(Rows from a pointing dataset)

──────────────────────────────

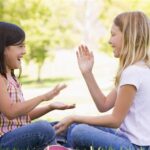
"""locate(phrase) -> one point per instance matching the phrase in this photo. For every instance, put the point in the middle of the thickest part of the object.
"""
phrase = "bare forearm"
(97, 95)
(38, 112)
(23, 108)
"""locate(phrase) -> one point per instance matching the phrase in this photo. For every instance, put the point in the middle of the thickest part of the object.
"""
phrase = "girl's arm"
(85, 62)
(13, 110)
(123, 102)
(38, 112)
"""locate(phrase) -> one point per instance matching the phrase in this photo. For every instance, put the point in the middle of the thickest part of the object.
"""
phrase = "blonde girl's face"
(116, 40)
(13, 55)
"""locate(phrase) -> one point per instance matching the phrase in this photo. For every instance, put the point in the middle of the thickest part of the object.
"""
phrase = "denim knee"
(78, 133)
(45, 128)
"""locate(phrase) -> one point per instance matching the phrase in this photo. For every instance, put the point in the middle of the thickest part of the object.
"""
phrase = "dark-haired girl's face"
(13, 55)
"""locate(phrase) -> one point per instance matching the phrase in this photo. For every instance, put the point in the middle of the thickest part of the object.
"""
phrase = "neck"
(8, 72)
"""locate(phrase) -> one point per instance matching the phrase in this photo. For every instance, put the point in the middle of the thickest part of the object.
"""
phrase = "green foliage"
(114, 7)
(48, 25)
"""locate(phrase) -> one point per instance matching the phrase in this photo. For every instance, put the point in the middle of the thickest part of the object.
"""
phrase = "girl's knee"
(79, 131)
(45, 127)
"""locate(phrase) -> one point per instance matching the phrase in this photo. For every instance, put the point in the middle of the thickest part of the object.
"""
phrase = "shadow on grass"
(46, 82)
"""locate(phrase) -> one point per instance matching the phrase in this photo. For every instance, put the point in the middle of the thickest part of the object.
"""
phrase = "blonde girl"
(127, 127)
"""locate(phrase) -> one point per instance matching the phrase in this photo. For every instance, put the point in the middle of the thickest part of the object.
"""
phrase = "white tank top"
(136, 126)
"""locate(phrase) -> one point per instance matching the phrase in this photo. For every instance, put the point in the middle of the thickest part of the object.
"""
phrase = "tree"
(111, 8)
(46, 24)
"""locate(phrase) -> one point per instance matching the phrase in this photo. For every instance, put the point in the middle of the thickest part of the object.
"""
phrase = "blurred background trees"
(52, 25)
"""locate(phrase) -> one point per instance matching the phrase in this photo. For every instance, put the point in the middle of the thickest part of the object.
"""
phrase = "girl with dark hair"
(16, 130)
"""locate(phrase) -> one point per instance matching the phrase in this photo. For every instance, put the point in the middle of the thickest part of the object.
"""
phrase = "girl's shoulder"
(3, 80)
(137, 67)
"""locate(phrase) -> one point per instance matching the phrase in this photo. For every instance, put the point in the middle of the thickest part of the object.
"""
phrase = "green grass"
(46, 82)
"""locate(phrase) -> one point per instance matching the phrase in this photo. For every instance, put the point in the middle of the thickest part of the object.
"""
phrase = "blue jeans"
(34, 136)
(83, 137)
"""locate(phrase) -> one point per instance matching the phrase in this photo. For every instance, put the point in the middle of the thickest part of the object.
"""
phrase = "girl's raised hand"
(54, 92)
(61, 106)
(85, 59)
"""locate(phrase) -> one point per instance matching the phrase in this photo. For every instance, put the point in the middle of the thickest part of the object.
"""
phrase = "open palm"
(85, 59)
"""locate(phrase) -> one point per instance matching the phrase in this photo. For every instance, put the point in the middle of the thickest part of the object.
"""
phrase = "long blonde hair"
(135, 27)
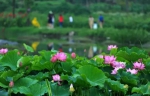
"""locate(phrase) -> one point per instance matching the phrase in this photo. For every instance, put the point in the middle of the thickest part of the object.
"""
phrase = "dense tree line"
(124, 4)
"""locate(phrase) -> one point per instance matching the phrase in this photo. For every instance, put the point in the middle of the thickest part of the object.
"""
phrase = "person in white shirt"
(91, 22)
(70, 20)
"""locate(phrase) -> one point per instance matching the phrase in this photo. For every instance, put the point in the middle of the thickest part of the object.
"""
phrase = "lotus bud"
(26, 68)
(11, 84)
(71, 88)
(125, 86)
(73, 55)
(18, 53)
(20, 64)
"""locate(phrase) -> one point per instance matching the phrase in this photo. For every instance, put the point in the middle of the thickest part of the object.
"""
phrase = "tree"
(13, 9)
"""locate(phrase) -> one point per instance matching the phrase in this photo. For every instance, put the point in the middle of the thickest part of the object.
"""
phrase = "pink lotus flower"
(119, 65)
(109, 59)
(133, 71)
(73, 55)
(114, 71)
(101, 56)
(61, 56)
(56, 77)
(137, 65)
(111, 47)
(11, 84)
(3, 51)
(54, 58)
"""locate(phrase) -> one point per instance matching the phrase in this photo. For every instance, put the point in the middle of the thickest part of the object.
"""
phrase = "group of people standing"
(51, 20)
(93, 24)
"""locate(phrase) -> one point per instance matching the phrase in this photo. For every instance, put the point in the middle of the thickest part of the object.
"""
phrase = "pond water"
(82, 46)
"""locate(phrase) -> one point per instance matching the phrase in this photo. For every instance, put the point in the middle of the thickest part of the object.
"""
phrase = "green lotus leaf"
(131, 54)
(3, 93)
(28, 48)
(115, 86)
(37, 89)
(59, 90)
(93, 75)
(144, 89)
(10, 60)
(67, 66)
(137, 90)
(38, 64)
(11, 74)
(8, 73)
(3, 83)
(129, 79)
(64, 77)
(39, 76)
(135, 95)
(2, 68)
(24, 60)
(45, 55)
(113, 51)
(26, 82)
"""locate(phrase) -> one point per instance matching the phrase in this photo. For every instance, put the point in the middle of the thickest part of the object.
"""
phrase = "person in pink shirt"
(61, 20)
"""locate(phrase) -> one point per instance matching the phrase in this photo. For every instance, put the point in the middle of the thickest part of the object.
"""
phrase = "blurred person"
(50, 46)
(90, 52)
(50, 21)
(53, 20)
(95, 25)
(35, 22)
(61, 20)
(60, 48)
(70, 20)
(91, 22)
(101, 21)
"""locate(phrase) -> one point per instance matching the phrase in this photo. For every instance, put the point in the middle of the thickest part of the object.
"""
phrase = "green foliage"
(10, 60)
(144, 89)
(32, 75)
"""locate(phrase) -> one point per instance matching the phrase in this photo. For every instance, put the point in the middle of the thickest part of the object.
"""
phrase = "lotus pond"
(121, 72)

──────────────────────────────

### Aim:
Return the full material word for word. Do not include the pictures.

### Solved problem:
"""locate(phrase) -> one point per instance matching the phrase in this photo. For every instance, put the point in the middle of the thickest part of the object.
"""
phrase = "bare forearm"
(97, 95)
(38, 112)
(23, 108)
"""locate(phrase) -> one point per instance matching the phrase in this photo. For every instance, put the point in the middle of the thickest part of the object.
"""
phrase = "girl's arm"
(85, 62)
(13, 110)
(123, 102)
(38, 112)
"""locate(phrase) -> one point per instance matching the phrase in this photo. For every instance, put the point in the middle of the thickest part of the object.
"""
phrase = "blonde girl's face"
(116, 40)
(13, 55)
"""locate(phrase) -> one point per instance matching the phrase in this photo. For every instance, put the point in the middle of the thickest part of the object.
"""
phrase = "denim knee"
(78, 133)
(45, 128)
"""locate(phrase) -> one point per instance matching the phrase in this photo. For every instance, put the point in the middle of the thickest part of the object.
"""
phrase = "dark-haired girl's face"
(13, 55)
"""locate(phrase) -> one point per instance matching the phrase in this photo. For every instance, put the point in the middle of the thickest part of the object.
"""
phrase = "neck"
(8, 72)
"""locate(phrase) -> one point per instance matching the phrase in this photo. For every instance, put the point in the middle of the thickest part of the object.
"""
phrase = "green foliage"
(114, 7)
(48, 25)
"""locate(phrase) -> one point per instance matching the phrase in this photo. For every instance, put the point in the middle of the thickest part of the object.
"""
phrase = "girl's knee"
(79, 131)
(45, 127)
"""locate(phrase) -> one point per instance matching the phrase in this photo. For every instance, put the point in the middle of the thickest part of the object.
"""
phrase = "shadow on grass"
(46, 82)
"""locate(phrase) -> one point per instance matching the phrase in this photo. For every instance, put the point in the middle of the thickest part of the object.
"""
phrase = "blonde girl"
(127, 127)
"""locate(phrase) -> one point per instance matching the phrase in this photo. For every instance, put the point in the middle of the thickest part of the object.
"""
phrase = "white tank top"
(136, 126)
"""locate(phrase) -> one point per instance matching the phrase in this photo. For every instance, put the point in the middle of the thickest part of the object.
"""
phrase = "tree"
(111, 8)
(46, 24)
"""locate(phrase) -> one point per instance matching the phrase in this photo. For every instance, put the point in the middle of the thickest part of the object.
"""
phrase = "blurred background trees"
(52, 25)
"""locate(phrase) -> one point per instance matching the phrase in this photo. For every instance, put the point in the middle of the thickest part of the object.
"""
phrase = "girl with dark hair"
(16, 130)
"""locate(phrase) -> one point per instance matching the phrase in this photo. For every instance, put the point in the middle of the thickest part of the object.
"""
phrase = "girl's shoulder"
(3, 80)
(137, 67)
"""locate(phrase) -> one point per instance matching the phrase in this photo. For every instance, put the point in the middle of the thickest part of the object.
"""
phrase = "green grass"
(46, 82)
"""locate(phrase) -> one point per instance matching the phrase in this photo. For every instance, put the point in the middle of the thickest part of the object.
"""
phrase = "blue jeans"
(34, 136)
(83, 137)
"""locate(phrase) -> one point per instance matching the phrase in this photo. For every instance, put the point in the middle of the thickest part of the object.
"""
phrase = "girl's raised hand"
(54, 92)
(61, 106)
(85, 59)
"""locate(phrase) -> one point per instance matching the phrase in this photo. For every instance, put the point in the middle of the thickest part of the object.
"""
phrase = "open palm"
(85, 59)
"""locate(phrase) -> one point per instance matching the phrase in this photo. For every instance, put the point in the middle of the thickest part of the object.
"""
phrase = "long blonde hair"
(135, 27)
"""locate(phrase) -> one point per instance matching the phrase in this photo. For every instance, put the point in the middle of the thickest part of the object.
"""
phrase = "dense tree line"
(124, 4)
"""locate(phrase) -> one point per instance matching the phrase in this photo. For every instance, put the point in the middle of the thickest part of the object.
"""
phrase = "person in white shirt"
(91, 22)
(70, 20)
"""locate(phrase) -> one point per instance matching the phrase in this photo. For every instance, put the point in the middle of the thickest part of the object.
"""
phrase = "lotus bud"
(26, 68)
(11, 84)
(71, 88)
(125, 86)
(73, 55)
(18, 53)
(20, 64)
"""locate(phrase) -> one point per instance matching the phrase in this photo. For every instance, put the point in the middle of the thickest part of the object.
"""
phrase = "tree"
(13, 9)
"""locate(phrase) -> one point per instance matching the phrase in this photo. For every instance, put the point in the middle of the thickest part of the object.
"""
phrase = "pink lotus flower"
(119, 65)
(109, 59)
(133, 71)
(73, 55)
(114, 71)
(101, 56)
(61, 56)
(56, 77)
(137, 65)
(111, 47)
(11, 84)
(3, 51)
(54, 58)
"""locate(phrase) -> one point per instance matching the phrase in this photo. For every instance, put the point in the middle of the thickest part of the object.
"""
phrase = "group of people standing"
(51, 20)
(93, 24)
"""locate(phrase) -> one point per instance matching the phrase in this photo. For every instance, put the point in the middle of the thickest part of the object.
"""
phrase = "pond water"
(82, 46)
"""locate(phrase) -> one point per instance matching the phrase in this photo. For every instance, put the point in the middle of the thickest part of the object.
"""
phrase = "green lotus leaf"
(131, 54)
(3, 93)
(28, 48)
(115, 86)
(37, 89)
(59, 90)
(93, 75)
(144, 89)
(10, 60)
(67, 66)
(137, 90)
(38, 64)
(11, 74)
(8, 73)
(3, 83)
(129, 79)
(64, 77)
(39, 76)
(135, 95)
(2, 68)
(24, 60)
(45, 55)
(113, 51)
(26, 82)
"""locate(phrase) -> one point per instance matching the phrase in this photo. For every instance, put the point in the middle of the thickest part of the object.
"""
phrase = "person in pink shirt"
(61, 20)
"""locate(phrase) -> one point per instance matching the phrase in this photo. For every instance, put the point in the middle of the thickest part of the object.
"""
phrase = "blurred person"
(50, 46)
(90, 52)
(50, 21)
(53, 20)
(95, 25)
(35, 22)
(61, 20)
(60, 48)
(70, 20)
(91, 22)
(101, 21)
"""locate(phrase) -> one point per instance matching the phrase in this photo. For every instance, put the point in the middle of the thickest part of the object.
"""
phrase = "green foliage"
(10, 60)
(144, 89)
(32, 75)
"""locate(phrase) -> one point per instance matching the phrase in this photo. For every instance, put the point in the middle of the thickest part of the object.
"""
phrase = "lotus pond"
(121, 72)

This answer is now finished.